**Extracted records:**

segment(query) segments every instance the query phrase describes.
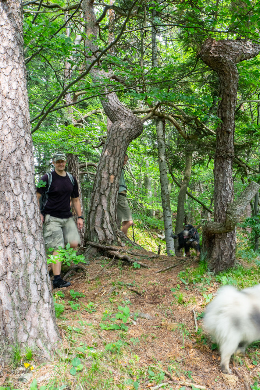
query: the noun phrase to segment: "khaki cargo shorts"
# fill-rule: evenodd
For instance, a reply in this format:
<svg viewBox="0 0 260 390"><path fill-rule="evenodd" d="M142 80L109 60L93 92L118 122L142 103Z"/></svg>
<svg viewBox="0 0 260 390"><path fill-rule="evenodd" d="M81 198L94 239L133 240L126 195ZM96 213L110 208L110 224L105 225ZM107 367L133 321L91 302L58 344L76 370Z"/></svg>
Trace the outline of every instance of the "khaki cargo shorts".
<svg viewBox="0 0 260 390"><path fill-rule="evenodd" d="M43 238L46 249L64 247L69 243L80 243L80 239L73 217L57 218L47 214L43 223Z"/></svg>
<svg viewBox="0 0 260 390"><path fill-rule="evenodd" d="M118 218L120 222L133 220L131 209L126 197L119 194L118 199Z"/></svg>

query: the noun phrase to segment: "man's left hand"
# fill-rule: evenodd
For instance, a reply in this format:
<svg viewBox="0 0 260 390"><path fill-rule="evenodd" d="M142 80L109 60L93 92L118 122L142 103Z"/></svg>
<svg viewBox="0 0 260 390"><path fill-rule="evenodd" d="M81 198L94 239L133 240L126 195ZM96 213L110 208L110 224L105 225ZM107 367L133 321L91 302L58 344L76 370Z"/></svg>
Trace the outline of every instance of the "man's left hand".
<svg viewBox="0 0 260 390"><path fill-rule="evenodd" d="M84 222L82 218L79 218L77 222L77 226L79 230L81 230L84 225Z"/></svg>

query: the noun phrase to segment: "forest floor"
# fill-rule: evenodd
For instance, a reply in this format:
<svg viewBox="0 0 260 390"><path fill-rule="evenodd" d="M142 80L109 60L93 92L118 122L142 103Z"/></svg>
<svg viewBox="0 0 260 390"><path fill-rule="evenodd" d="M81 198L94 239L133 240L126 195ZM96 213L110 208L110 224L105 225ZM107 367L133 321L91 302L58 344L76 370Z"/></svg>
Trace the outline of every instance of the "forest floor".
<svg viewBox="0 0 260 390"><path fill-rule="evenodd" d="M224 375L202 328L207 303L234 277L218 280L195 256L150 259L154 253L127 249L150 268L101 256L71 275L71 286L53 291L62 348L41 364L28 351L2 369L0 389L260 389L257 344L232 358L232 374ZM259 282L258 267L242 268Z"/></svg>

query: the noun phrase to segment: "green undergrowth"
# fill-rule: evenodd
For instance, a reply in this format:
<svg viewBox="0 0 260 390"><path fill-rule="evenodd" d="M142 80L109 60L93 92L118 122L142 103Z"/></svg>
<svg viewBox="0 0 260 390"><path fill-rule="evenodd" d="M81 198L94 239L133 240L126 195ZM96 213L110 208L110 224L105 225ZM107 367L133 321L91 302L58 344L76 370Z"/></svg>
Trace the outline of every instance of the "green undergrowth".
<svg viewBox="0 0 260 390"><path fill-rule="evenodd" d="M159 231L158 230L156 231ZM156 253L157 252L159 245L160 245L160 254L167 254L165 241L158 238L154 234L155 232L154 229L151 229L150 230L145 230L139 225L135 225L134 228L135 241L146 250L151 251ZM133 239L132 232L131 228L128 229L128 236L131 239Z"/></svg>
<svg viewBox="0 0 260 390"><path fill-rule="evenodd" d="M106 262L102 259L102 261L100 265L105 268L110 260L106 260ZM110 287L115 289L103 300L95 301L95 295L91 296L93 301L87 299L91 290L88 290L87 286L89 289L91 286L87 283L83 292L77 291L76 285L74 289L54 292L55 314L62 335L62 349L56 351L48 361L41 363L31 349L22 351L19 347L14 347L10 372L16 373L6 379L3 384L5 387L0 387L0 390L142 390L156 388L163 383L165 384L162 388L173 390L176 386L169 383L166 372L182 381L196 383L193 377L196 378L196 372L189 369L191 366L188 361L185 362L185 353L178 357L173 352L163 362L155 354L153 355L153 343L159 338L158 331L160 327L168 327L171 333L167 337L171 340L171 334L174 335L183 353L191 340L195 348L209 345L209 339L202 329L203 313L196 313L199 328L195 334L192 325L176 320L176 308L180 309L180 312L190 312L199 302L203 312L219 286L228 284L240 289L260 282L260 268L253 261L248 262L248 267L239 265L216 275L208 272L207 263L200 261L195 268L183 269L174 280L169 279L166 284L168 285L165 287L168 289L170 300L166 301L166 290L162 288L163 282L154 275L149 280L147 276L139 278L137 282L134 275L141 271L131 267L129 270L132 278L126 283L119 277L126 270L122 271L120 263L118 267L118 275L106 287L107 291ZM96 282L95 288L103 284L98 279ZM138 335L135 327L140 319L134 301L131 302L129 287L144 296L149 289L154 294L157 288L159 290L157 293L160 300L155 315L160 321L156 326L151 323L150 328L144 328ZM258 346L253 347L248 353L252 367L260 364ZM145 358L146 349L151 351L149 360ZM238 363L244 367L242 358ZM21 373L30 375L27 383L18 379ZM152 386L148 385L150 384ZM252 388L258 390L257 385L254 386Z"/></svg>

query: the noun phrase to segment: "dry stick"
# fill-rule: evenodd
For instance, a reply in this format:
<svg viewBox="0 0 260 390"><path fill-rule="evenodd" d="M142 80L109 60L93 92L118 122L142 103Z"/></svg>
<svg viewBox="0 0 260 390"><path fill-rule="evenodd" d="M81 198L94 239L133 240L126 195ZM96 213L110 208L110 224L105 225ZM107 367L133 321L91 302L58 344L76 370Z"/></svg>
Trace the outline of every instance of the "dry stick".
<svg viewBox="0 0 260 390"><path fill-rule="evenodd" d="M235 370L235 372L236 373L237 376L238 376L239 379L242 381L244 383L245 385L245 387L246 389L246 390L250 390L250 387L248 386L248 384L245 381L243 377L240 375L238 372L238 370L237 369L236 366L235 365L235 363L233 362L233 365L234 366L234 370Z"/></svg>
<svg viewBox="0 0 260 390"><path fill-rule="evenodd" d="M197 318L196 317L196 313L195 312L194 310L194 308L193 307L192 309L192 312L193 312L193 316L194 316L194 322L195 323L195 332L196 333L198 332L198 324L197 323Z"/></svg>
<svg viewBox="0 0 260 390"><path fill-rule="evenodd" d="M105 250L115 250L120 252L125 252L126 253L129 253L130 255L132 255L133 256L138 256L139 257L141 257L141 256L144 255L143 254L136 253L136 252L133 252L133 251L128 250L127 249L125 249L124 248L120 248L119 249L118 249L116 246L111 246L102 245L101 244L98 244L97 243L92 242L91 241L88 241L86 243L87 245L90 245L91 246L95 246L96 248L99 248L100 249L104 249ZM161 257L162 255L153 255L152 256L148 256L146 255L145 255L147 259L153 259L155 257Z"/></svg>
<svg viewBox="0 0 260 390"><path fill-rule="evenodd" d="M159 272L163 272L164 271L167 271L168 269L171 269L171 268L177 267L178 265L180 265L180 264L182 264L182 263L184 262L185 261L186 261L186 260L182 260L182 261L179 261L178 263L177 263L177 264L175 264L173 266L170 266L169 267L166 267L166 268L163 268L162 269L159 269L159 271L156 271L155 273L158 273Z"/></svg>
<svg viewBox="0 0 260 390"><path fill-rule="evenodd" d="M175 383L176 385L180 385L181 386L188 386L189 387L192 387L192 386L194 386L194 387L196 387L197 388L200 389L200 390L207 390L207 387L206 386L201 386L200 385L196 385L196 383L192 383L191 382L186 382L185 381L183 382L180 382L179 381L176 381L175 379L174 379L172 377L169 372L168 372L166 370L163 370L161 369L162 371L163 372L168 376L170 379L173 381L173 382Z"/></svg>
<svg viewBox="0 0 260 390"><path fill-rule="evenodd" d="M144 268L151 268L150 266L148 266L146 264L141 263L141 261L137 261L136 260L133 260L131 257L130 257L129 256L126 256L126 255L121 255L119 253L117 255L116 252L115 252L114 250L107 250L107 253L108 255L110 255L111 256L114 256L115 254L116 257L118 257L118 259L121 259L122 260L126 260L132 264L133 263L137 263L137 264L140 264L140 266L141 267L143 267Z"/></svg>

**Instructions for the task:** Copy the lines word for word, starting at the very first one and ending at the one that contains "375L202 328L207 303L234", both included. Leave the pictures out.

**Answer to this problem:**
segment(query) segments every instance the query phrase describes.
query: the noun phrase to segment: "khaki cargo shorts"
# fill-rule: evenodd
For instance, a reply in this format:
<svg viewBox="0 0 260 390"><path fill-rule="evenodd" d="M142 80L109 60L93 92L118 122L142 103Z"/></svg>
<svg viewBox="0 0 260 390"><path fill-rule="evenodd" d="M81 198L94 239L133 240L126 195ZM96 213L110 208L110 224L105 225ZM107 367L133 321L91 302L58 344L76 370Z"/></svg>
Trace the outline of every instance of the "khaki cargo shorts".
<svg viewBox="0 0 260 390"><path fill-rule="evenodd" d="M43 238L46 249L64 247L69 243L80 243L80 239L73 217L57 218L47 214L43 223Z"/></svg>
<svg viewBox="0 0 260 390"><path fill-rule="evenodd" d="M118 218L120 222L133 220L131 209L126 197L119 194L118 199Z"/></svg>

query: the noun phrase to segment: "man's left hand"
# fill-rule: evenodd
For instance, a reply in this format:
<svg viewBox="0 0 260 390"><path fill-rule="evenodd" d="M142 80L109 60L93 92L118 122L142 103Z"/></svg>
<svg viewBox="0 0 260 390"><path fill-rule="evenodd" d="M81 198L94 239L133 240L126 195ZM96 213L110 208L110 224L105 225ZM107 367L133 321L91 302L58 344L76 370Z"/></svg>
Trace the outline of every instance of the "man's left hand".
<svg viewBox="0 0 260 390"><path fill-rule="evenodd" d="M84 222L82 218L79 218L77 222L77 226L79 230L81 230L84 225Z"/></svg>

query: the noun phrase to segment: "forest floor"
# fill-rule: evenodd
For instance, a reply in this format:
<svg viewBox="0 0 260 390"><path fill-rule="evenodd" d="M142 80L109 60L93 92L118 122L142 103Z"/></svg>
<svg viewBox="0 0 260 390"><path fill-rule="evenodd" d="M81 198L94 239L133 240L126 195ZM96 213L110 208L110 224L105 225ZM107 367L133 321L91 302L58 344L76 370Z"/></svg>
Trace the outline of every instance of the "forest floor".
<svg viewBox="0 0 260 390"><path fill-rule="evenodd" d="M224 375L202 328L207 303L234 277L218 280L195 256L150 259L154 253L127 249L150 268L101 256L71 275L71 286L53 291L62 348L41 364L28 351L2 369L0 389L260 389L257 344L232 358L232 374ZM259 282L258 267L242 268Z"/></svg>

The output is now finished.